One day, when I was scrolling through Tumblr, I saw that someone had posted about a feminist, intersectional, and female driven alternative to Lord of the Flies. I have heard of Libba Bray’s novel Beauty Queens before, whether it was in YouTube videos about suggested YA books, from friends and peers, or seeing the book in stores, always picking it up and putting it back down for some reason. I’m not sure if it was the cover of the book that initially turned me off – which is definitely a possibility, considering my weird aversion to books with photographed models on the cover – but when I saw this post and the nuanced expansion on the characterization and plot, I decided it was finally time to give it a whirl. And DANG, am I glad I did.

This novel has a very simple premise: much like Lord of the Flies, a plane crashes on an island and the teenage passengers are forced with the task of creating their own method of survival. But as the title suggests, these aren’t typical teenagers, but contestants for the Miss Teen Dream beauty pageant. With the typical image of teenage beauty pageant contestants being rich and vapid white girls competing for the ultimate status of beauty and adoration, Bray sets up a completely misguided expectation for the reader. While there are definitely some aspects of these girls’ personalities that fit into the beauty queen stereotype, such as being obsessed with makeup and glamour, the group of girls depicted in this novel is diverse, smart, intersectional, and feminist as shit. From the devoted contestant who wants to use her first place winnings for a spot in medical school, to the former member of a beloved boy band who is transitioning and working to prove that there is no single way to define womanhood, Bray gives the reader a number of perspectives that these women use to tackle their situation and overcome expectations from the pageant’s sponsor, The Corporation.

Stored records

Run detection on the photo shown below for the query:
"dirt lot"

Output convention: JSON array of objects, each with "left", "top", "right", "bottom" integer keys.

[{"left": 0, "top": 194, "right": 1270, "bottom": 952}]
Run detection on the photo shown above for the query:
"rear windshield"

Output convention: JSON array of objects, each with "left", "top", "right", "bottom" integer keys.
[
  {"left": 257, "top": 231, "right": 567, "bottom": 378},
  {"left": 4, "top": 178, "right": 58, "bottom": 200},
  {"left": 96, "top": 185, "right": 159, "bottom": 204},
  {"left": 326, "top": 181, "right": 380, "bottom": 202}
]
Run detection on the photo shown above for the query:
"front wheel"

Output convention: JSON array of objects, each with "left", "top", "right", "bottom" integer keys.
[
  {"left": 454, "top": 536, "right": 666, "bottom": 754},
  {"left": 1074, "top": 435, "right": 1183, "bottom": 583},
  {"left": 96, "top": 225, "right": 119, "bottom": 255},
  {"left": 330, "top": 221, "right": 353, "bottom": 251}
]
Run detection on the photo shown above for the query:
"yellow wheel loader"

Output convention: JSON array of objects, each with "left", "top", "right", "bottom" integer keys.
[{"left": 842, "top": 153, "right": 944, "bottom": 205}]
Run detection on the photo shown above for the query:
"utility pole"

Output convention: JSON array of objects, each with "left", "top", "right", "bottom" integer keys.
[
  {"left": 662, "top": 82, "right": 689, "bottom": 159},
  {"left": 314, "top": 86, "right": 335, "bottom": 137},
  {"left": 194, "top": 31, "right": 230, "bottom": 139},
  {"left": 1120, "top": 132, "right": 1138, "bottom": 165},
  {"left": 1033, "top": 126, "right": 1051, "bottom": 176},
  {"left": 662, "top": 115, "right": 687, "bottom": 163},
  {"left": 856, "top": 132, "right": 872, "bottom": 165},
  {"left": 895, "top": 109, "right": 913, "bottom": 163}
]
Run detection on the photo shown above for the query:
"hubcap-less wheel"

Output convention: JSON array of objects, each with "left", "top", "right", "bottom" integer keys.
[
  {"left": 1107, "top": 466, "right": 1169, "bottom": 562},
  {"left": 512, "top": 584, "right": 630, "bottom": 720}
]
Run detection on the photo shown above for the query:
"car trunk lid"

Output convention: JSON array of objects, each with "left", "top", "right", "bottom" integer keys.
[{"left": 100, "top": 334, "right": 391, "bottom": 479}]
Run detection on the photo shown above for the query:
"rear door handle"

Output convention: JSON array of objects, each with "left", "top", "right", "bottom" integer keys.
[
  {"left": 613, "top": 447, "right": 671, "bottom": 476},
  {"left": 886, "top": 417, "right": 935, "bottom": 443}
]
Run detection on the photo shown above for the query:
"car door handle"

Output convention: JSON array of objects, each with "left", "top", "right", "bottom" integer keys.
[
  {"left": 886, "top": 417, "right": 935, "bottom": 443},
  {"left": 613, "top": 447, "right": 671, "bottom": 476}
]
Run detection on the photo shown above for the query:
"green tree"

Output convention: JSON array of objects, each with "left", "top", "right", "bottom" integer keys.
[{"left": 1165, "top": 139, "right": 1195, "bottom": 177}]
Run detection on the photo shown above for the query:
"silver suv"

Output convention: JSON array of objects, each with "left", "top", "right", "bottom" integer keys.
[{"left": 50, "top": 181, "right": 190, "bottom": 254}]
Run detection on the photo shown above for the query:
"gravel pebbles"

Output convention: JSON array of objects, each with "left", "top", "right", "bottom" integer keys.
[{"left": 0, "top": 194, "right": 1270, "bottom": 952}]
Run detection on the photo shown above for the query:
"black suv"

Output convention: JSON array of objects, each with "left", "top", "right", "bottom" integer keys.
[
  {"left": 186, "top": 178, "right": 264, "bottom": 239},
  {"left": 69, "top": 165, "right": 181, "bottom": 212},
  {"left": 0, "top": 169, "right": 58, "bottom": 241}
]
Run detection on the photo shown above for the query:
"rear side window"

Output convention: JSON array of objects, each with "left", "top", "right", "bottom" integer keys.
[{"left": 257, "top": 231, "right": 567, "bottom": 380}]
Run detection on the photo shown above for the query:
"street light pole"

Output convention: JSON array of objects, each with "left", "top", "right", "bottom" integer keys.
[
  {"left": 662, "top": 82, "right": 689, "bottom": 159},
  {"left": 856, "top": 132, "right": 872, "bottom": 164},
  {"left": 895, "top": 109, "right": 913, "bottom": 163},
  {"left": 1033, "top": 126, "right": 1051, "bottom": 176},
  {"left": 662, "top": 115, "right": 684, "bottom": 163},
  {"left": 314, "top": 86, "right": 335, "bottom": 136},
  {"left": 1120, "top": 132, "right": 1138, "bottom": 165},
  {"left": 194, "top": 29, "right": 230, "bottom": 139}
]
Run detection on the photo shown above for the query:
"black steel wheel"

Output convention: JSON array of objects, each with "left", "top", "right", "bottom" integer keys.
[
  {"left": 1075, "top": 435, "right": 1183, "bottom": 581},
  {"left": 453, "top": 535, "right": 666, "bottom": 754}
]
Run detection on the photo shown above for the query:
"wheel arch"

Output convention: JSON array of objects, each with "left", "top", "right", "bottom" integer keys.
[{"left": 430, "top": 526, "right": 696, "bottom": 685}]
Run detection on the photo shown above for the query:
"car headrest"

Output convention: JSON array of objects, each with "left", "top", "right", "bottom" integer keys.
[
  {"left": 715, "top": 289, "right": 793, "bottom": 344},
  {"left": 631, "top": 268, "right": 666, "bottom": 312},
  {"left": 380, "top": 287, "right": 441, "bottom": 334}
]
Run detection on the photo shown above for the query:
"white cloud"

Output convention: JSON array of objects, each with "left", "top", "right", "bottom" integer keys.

■ **Work instructions**
[1] Decide whether each statement below agrees with the review of Beauty Queens, answering yes or no and quoting the deciding words of the review. (a) The writer first learned of the novel through a Tumblr post. (b) In the novel, a plane crashes on an island. (c) The pageant's sponsor is called The Corporation.
[2] Translate this sentence from the review of Beauty Queens into Spanish: "This novel has a very simple premise: much like Lord of the Flies, a plane crashes on an island and the teenage passengers are forced with the task of creating their own method of survival."
[3] Carry on the review of Beauty Queens, starting after its last sentence, which ends with "The Corporation."

■ **Exercise responses**
[1]
(a) No: "I have heard of Libba Bray’s novel Beauty Queens before"
(b) Yes: "a plane crashes on an island"
(c) Yes: "the pageant’s sponsor, The Corporation"

[2] Esta novela tiene una premisa muy sencilla: al igual que en El señor de las moscas, un avión se estrella en una isla y los pasajeros adolescentes se ven obligados a crear su propio método de supervivencia.

[3]
Within this group of about twelve remaining constants who survive the plane crash, there are representations for the LGBTQ+ community, the deaf community, women of color, class differences, and so many more. And unlike some media that offer these platforms of representation, Bray’s novel achieves these storylines without it feeling like a forced attempt to include “other” perspectives for the sake of being diverse. Ideas of the patriarchy are constantly being challenged in this story, as the women use their situation as a way to prove they can make an effectively functioning civilization for themselves without the presence of any men. The girls discover that all of their own personal experiences have garnered different types of skills that attribute to their survival in unique and important ways. They even discuss how they hope to make the ideas they have while on the island a reality when they return home, such as starting GirlCon (which I totally wish was a thing), establishing their own pharmaceutical company, and exposing the corrupt institution that is The Corporation.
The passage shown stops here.